About this task
Please repeat the records below exactly, skipping any pictures.

START Data in this exercise

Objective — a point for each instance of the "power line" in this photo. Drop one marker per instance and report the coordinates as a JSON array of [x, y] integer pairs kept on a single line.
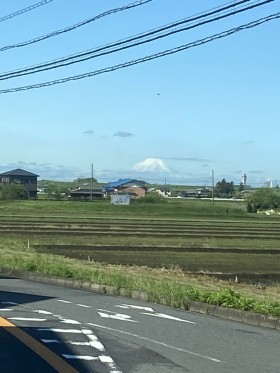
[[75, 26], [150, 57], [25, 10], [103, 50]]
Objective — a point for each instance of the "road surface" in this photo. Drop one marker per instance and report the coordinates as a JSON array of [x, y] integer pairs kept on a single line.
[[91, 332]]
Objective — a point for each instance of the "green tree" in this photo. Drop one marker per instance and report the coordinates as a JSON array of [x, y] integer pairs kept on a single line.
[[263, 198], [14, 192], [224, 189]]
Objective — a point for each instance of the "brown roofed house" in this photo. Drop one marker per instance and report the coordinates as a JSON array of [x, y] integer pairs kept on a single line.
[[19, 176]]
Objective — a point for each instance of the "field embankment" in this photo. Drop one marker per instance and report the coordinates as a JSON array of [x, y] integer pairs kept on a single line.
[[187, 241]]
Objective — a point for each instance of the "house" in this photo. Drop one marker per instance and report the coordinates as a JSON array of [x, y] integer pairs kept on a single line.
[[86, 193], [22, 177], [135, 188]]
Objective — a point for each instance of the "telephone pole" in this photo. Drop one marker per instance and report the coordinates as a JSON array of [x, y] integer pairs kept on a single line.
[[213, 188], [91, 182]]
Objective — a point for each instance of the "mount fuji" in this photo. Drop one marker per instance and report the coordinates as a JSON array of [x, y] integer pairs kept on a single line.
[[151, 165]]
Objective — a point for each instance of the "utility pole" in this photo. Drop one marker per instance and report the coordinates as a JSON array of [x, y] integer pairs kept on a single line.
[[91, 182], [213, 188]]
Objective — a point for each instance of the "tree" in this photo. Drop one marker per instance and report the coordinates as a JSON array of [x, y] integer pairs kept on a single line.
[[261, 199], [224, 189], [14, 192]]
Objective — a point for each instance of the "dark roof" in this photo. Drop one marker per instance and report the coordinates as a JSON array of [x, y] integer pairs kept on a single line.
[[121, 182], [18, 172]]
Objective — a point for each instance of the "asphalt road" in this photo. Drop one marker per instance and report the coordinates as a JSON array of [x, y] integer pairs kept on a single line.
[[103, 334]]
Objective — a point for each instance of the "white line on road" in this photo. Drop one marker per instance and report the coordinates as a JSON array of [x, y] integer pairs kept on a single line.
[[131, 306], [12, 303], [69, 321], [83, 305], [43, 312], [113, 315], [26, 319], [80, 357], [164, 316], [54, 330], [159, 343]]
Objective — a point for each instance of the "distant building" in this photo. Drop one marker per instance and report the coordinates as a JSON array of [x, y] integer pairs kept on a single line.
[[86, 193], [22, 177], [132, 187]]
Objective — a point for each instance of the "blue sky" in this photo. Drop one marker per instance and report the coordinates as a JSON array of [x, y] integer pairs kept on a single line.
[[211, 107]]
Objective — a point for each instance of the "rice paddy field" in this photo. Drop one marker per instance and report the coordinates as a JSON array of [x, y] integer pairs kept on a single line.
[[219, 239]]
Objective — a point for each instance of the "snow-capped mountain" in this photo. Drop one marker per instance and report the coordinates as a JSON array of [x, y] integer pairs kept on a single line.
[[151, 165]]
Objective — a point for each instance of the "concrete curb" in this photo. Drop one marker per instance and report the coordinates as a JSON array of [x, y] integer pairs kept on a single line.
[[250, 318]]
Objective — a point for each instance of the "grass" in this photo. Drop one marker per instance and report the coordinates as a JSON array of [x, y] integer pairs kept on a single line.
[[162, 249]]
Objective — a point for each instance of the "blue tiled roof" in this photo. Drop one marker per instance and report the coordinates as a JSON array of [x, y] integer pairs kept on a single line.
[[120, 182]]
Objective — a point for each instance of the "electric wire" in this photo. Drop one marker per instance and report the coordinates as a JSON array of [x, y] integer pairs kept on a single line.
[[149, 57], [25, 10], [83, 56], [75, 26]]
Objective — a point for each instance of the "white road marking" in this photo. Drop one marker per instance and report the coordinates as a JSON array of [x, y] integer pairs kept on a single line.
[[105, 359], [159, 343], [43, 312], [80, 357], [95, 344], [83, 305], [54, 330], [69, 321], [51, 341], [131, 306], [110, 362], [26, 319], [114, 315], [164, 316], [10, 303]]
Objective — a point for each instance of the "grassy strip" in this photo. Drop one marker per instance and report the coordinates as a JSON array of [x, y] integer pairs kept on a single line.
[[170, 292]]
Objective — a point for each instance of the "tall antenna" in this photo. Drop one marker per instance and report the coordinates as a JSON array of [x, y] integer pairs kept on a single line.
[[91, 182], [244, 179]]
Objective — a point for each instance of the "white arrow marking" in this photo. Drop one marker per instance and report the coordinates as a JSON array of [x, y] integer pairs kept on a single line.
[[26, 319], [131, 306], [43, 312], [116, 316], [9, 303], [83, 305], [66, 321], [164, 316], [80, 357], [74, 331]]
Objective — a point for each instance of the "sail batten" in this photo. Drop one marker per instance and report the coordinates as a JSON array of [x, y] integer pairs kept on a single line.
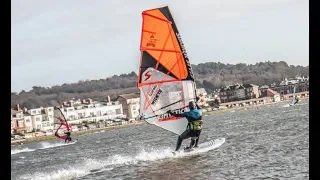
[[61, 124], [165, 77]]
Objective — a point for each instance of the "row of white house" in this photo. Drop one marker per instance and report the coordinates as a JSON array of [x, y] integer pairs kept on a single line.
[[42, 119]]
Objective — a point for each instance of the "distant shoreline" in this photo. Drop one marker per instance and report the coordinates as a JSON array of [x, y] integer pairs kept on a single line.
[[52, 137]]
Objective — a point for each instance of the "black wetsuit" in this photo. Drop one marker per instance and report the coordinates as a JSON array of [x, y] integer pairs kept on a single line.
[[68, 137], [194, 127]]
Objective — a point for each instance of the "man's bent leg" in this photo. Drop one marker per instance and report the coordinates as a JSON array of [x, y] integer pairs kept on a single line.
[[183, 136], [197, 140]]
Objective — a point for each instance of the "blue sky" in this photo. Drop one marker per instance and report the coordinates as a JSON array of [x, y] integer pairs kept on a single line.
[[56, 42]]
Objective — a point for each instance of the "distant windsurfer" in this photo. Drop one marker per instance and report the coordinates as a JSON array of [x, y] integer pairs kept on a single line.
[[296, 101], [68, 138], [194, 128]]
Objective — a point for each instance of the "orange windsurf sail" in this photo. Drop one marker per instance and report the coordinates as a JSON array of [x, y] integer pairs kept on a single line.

END Data in this exercise

Result below
Objective — a point for each instance of the "power line" in this photo. Drop one marker per instance and report the coordinates as a JSON array of [x, y] integer pairs kept on a single line.
[[75, 26], [150, 57], [25, 10], [103, 50]]
Objective — a point for each instance of the "road surface" in this photo. Drop one marker per instance and report the coordinates as a JSON array of [x, y] integer pairs kept on a single line.
[[91, 332]]
Objective — a point for each instance of the "green tree" in this photo. Drop one marker per instance and report the coordinates as a JSON array of [x, y] integer pairs kept on a single line.
[[263, 198], [14, 192], [224, 189]]
Objective — a point for each instance of the "brown roofed house" in this photo. Drop one marker per instance and report the coordinates as a JSON array of [x, y] integer pairs kept on a single line.
[[19, 176]]
Objective — a point for each instance of the "field embankment" in this photo. Drop one marker per instance and report the coordinates as a JSON array of [x, y] integer pairs kept on a single line.
[[187, 241]]
Objective — a point for each instance of the "house" in this photo. Drop one marker per instance and report the coordinates as a JSON array of [x, y] integer pairs kept on a single line.
[[86, 193], [22, 177], [135, 188]]
Objective — a point for each instance of the "telephone pole" in this photo. Drop one marker per instance and report the coordinates as a JSON array of [x, y] integer pairs kept on a single line.
[[213, 188], [91, 182]]
Objective — a point for each instance of the "mount fuji" in this photo. Drop one marker per instance and report the coordinates as a JSON array of [x, y] integer pairs kept on a single line.
[[151, 165]]
Objective — a point for each instance of the "utility pole" in this photo. Drop one marker per instance and report the coordinates as a JSON array of [x, y] integer pairs kept on a single line.
[[91, 182], [213, 188]]
Objective — a point for each instance of the "tree" in this photo. Drop one marker per instance and report the coordinates as a JSON array of [x, y] integer pairs kept on a single line.
[[261, 199], [224, 189], [14, 192]]
Objective — a point for each instance of the "dark roof" in this photo. Drop one marker per instance and report the coordinates as a JSON array of [x, y] integer pairs kept on a single line.
[[121, 182], [18, 172]]
Objective — a point for each instance of the "asphalt road" in this photo. Drop one marker per instance and report the coordinates as a JSON array of [x, y] integer pairs kept on a single line.
[[103, 334]]
Objective — a point for each instance of the "white line on road" in this photo. Drop one marker per instance and report the coordinates as a JSON array of [x, y] integer pairs kept on a single line.
[[131, 306], [12, 303], [69, 321], [83, 305], [43, 312], [113, 315], [26, 319], [80, 357], [164, 316], [54, 330], [159, 343]]
Objective — a point for each instance of the "distant building" in this photo. Drop one marker per instance and report the coordinates as a JSON array of [x, y] integer pairs kept on a single line.
[[86, 193], [22, 177], [132, 187]]
Objective — a point for each instance of the "blue sky" in this photo. Drop one marker per instance and report the coordinates as a JSON array of [x, y] integer pairs kept on a single line.
[[211, 107]]
Objective — a point for each instance of the "rice paddy field" in this photo. Drop one marker per instance and report the coordinates as a JSON array of [x, y] integer pairs kept on a single line.
[[219, 239]]
Objective — a point for each instance of the "snow-capped mountain" in this photo. Drop one marker per instance and report the coordinates as a JSON array of [x, y] integer pairs kept on a single line.
[[151, 165]]
Objective — a point for each instance of the "concrete curb" in this photo. Drop one marker per instance and report the coordinates as a JSON array of [x, y] integer pairs kept on a single line.
[[250, 318]]
Objective — a point for each instance of the "grass" in this photo. Drop one marker per instance and report the coordinates as a JSON array of [x, y] integer pairs kept on a single line.
[[162, 249]]
Objective — a point for each instance of the "blue tiled roof" in this photo. Drop one marker per instance and report the coordinates as a JSON array of [x, y] integer pairs kept on a single line.
[[120, 182]]
Objective — a point for each instance of the "electric wire" in this photo. Drop one marker per instance and report the coordinates as a JSON array of [x, y] integer pairs kept on a single line.
[[149, 57], [25, 10], [83, 56], [75, 26]]
Objective — a point for each instance of the "white road marking" in this photo. Drop one marker per instance and report the coordinates as a JSON array of [x, y] integer pairs kept on a single line.
[[105, 359], [159, 343], [43, 312], [80, 357], [95, 344], [83, 305], [54, 330], [69, 321], [51, 341], [131, 306], [110, 362], [26, 319], [114, 315], [164, 316], [10, 303]]
Objective — a point for each instance of the "grassy strip" in this photo. Drop one marker per instance and report the coordinates as a JSON array of [x, y] integer pairs kept on a single line.
[[170, 292]]
Objective — a point for each instance of the "tall antenna" in this photo. Drop one marker per instance and report the coordinates as a JSON array of [x, y] integer pairs kept on a single line.
[[91, 182], [244, 179]]
Objective — a point for each instance of the "white arrow marking" in this photo. Drop one marker per instance and report the coordinates as a JSON array of [x, y] integer pairs kept on a single line.
[[26, 319], [131, 306], [43, 312], [116, 316], [9, 303], [83, 305], [66, 321], [164, 316], [80, 357], [74, 331]]
Objective — a point for each instance of the "sail batten" in this photo. Drop one marker per instance and report the coordinates as a JSON array of [x, y] integer pairs kept on a single line.
[[61, 124], [165, 77]]
Objective — a point for each instance of the "row of white house" in this photo. Drop one marker per instance and report the coordinates as a JSON array of [x, y] integer pairs kept on a single line.
[[42, 119]]
Objective — a point for each instance of the "distant shoreline" in this photo. Drop one marker per instance and report the coordinates as a JSON array of [x, y] integer pairs kept on a single line.
[[52, 137]]
Objective — a point for each instance of the "black wetsuit" in this photo. Drop one marker per instance and report the coordinates as a JSON array of [x, y] integer pairs kept on a single line.
[[68, 137], [194, 127]]
Objective — a point for each instance of the "man's bent leg" in this photo. Drop one marker per instance and report the coordinates as a JSON array of [x, y] integer pairs kept on a single line.
[[183, 136], [197, 140]]
Objective — a point for each instance of the "blue sky" in this photo. Drop one marker per instance and report the coordinates as a JSON array of [x, y] integer pairs kept on a single line.
[[56, 42]]
Objective — a point for each instance of the "distant windsurfer" in this photo. Drop one marker per instance and report the coordinates as a JSON array of [x, y] integer pairs kept on a single line.
[[296, 101], [68, 138], [194, 128]]
Objective — a point for each instance of the "orange windsurf sail" in this photo. Drop one marker per instance and report the coordinates as a JSON array of [x, y] integer pairs kept on a single line.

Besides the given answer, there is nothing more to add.